Task prompt: Retype the forum post about the unmatched \qc line word for word, everything from "The highlighted section" down to "been debugging with.".

Quoted passage:
On a lot of the files I've tested this against, it works fine. There is one file so far that doesn't split itself up into different slides.

This bit of code should check if \qc exists anywhere in the line, right?

Code:
if ($line =~ /\\qc/) {

I had the code block here to print out helpful details about that line, but it seems to skip line 49 in the file I'm working with, when I know that line 49 has a \qc in it:

Code:
{\s10\fs120\cf7 Lyrics;}{\s11\b\fs144 Title;}}\margl1800 \margr1800 \margt1440 \margb1440 \pard \f0\fs24{\pard \b\f2\fs204\cf8\qc I will tell the

It's the last escaped code in that line before "I will tell"

I've been trying to debug this for the longest time, but it doesn't seem to be doing much good. I've tried specifically printing out $data[48] to show what's on line 49 to the console window, and it shows exactly what IS on line 49. But for some reason, this IF statement just isn't matching here.

The output file looks like this:

I will sing of my Redeemer and His wondrous love to me;<para>


Hymn #539
I Will Sing of
My Redeemer
<para>

Sing, O sing
of my Redeemer,
with His blood He
purchased me;<para>

on the cross He
sealed my pardon,
paid the debt and made me free.

wondrous story,
how, my lost
estate to save,

love and mercy,
He the ransom
freely gave.

of my Redeemer,
with His blood He purchased me;<para>


on the cross He
sealed my pardon,
paid the debt and made me free.<para>

I will praise my
dear Redeemer,
His triumphant
pow'r I'll tell,<para>

how the victory He giveth, over sin and death and hell.<para>

Sing, O sing
of my Redeemer,
with His blood He purchased me;<para>

on the cross He
sealed my pardon,
paid the debt and made me free.<para>

I will sing of my Redeemer and His heav'nly love to me;<para>

He from death to
life hath brought me, Son of God with
Him to be.<para>

Sing, O sing
of my Redeemer,
with His blood He purchased me;<para>

on the cross He
sealed my pardon,
paid the debt and made me free.<para>

The highlighted section should've been broken into different slides with that <para> tag, but for some reason it's just not matching the \qc on these lines... specifically line 49 which is what I've been debugging with.

Information shown:

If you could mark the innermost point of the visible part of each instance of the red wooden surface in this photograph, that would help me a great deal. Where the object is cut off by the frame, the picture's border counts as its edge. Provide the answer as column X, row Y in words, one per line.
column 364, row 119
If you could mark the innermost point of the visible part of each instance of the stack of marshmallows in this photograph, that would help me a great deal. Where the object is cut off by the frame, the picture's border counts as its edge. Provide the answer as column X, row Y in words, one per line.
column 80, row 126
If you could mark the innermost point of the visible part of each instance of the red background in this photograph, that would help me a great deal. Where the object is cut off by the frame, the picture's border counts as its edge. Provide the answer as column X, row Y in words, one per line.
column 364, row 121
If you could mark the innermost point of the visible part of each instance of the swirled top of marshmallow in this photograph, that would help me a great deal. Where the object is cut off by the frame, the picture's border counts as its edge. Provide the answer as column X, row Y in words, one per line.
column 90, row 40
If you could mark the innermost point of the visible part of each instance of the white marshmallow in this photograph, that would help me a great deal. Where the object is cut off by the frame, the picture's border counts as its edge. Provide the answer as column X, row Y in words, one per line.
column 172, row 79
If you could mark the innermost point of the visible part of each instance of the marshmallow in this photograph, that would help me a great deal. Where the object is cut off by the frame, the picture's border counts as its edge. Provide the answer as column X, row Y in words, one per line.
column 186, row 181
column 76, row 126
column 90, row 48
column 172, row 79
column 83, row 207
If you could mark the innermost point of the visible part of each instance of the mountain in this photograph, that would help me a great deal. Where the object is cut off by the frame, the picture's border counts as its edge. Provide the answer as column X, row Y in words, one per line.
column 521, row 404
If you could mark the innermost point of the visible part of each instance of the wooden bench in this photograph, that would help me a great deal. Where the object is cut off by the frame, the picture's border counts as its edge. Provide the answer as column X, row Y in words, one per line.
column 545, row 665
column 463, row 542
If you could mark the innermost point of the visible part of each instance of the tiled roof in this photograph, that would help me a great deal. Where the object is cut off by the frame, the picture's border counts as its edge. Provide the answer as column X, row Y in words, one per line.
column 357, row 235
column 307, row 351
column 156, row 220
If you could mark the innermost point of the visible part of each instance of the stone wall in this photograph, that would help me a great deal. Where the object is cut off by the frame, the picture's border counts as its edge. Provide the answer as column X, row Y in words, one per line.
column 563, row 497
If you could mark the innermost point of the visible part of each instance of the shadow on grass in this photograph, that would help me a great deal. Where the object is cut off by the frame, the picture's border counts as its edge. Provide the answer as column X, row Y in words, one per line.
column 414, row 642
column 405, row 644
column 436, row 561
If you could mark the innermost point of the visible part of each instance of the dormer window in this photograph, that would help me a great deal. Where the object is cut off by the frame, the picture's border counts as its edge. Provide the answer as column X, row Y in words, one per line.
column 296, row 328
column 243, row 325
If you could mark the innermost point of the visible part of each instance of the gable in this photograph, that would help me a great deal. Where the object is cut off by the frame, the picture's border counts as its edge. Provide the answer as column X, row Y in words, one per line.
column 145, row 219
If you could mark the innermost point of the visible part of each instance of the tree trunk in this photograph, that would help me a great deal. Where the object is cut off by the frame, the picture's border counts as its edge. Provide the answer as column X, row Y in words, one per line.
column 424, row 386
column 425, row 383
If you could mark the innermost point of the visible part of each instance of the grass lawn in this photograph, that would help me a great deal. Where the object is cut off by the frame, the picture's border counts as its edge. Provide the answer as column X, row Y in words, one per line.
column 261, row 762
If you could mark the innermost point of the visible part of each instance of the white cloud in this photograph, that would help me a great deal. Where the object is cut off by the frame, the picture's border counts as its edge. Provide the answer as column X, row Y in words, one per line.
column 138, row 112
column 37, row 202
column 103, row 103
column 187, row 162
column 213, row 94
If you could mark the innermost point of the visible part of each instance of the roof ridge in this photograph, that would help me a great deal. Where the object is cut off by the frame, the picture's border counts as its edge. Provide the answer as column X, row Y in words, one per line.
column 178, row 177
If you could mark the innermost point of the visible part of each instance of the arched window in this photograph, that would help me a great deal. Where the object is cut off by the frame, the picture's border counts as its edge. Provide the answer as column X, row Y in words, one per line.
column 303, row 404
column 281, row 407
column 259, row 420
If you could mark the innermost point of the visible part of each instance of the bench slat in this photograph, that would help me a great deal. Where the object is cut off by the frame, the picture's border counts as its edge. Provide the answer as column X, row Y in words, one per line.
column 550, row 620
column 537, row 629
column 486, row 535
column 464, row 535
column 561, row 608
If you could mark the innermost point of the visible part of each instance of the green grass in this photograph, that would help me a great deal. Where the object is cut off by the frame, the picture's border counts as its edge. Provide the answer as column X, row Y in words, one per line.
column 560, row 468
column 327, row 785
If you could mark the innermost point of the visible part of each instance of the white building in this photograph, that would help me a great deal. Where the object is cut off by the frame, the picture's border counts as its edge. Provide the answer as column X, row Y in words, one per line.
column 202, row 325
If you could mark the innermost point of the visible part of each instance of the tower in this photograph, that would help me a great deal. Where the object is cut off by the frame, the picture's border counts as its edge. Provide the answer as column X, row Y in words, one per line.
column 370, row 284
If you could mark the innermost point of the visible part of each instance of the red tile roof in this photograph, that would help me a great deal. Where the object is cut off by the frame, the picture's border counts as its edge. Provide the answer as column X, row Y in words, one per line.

Task result:
The highlighted section should've been broken into different slides with that <para> tag, but for some reason it's just not matching the \qc on these lines... specifically line 49 which is what I've been debugging with.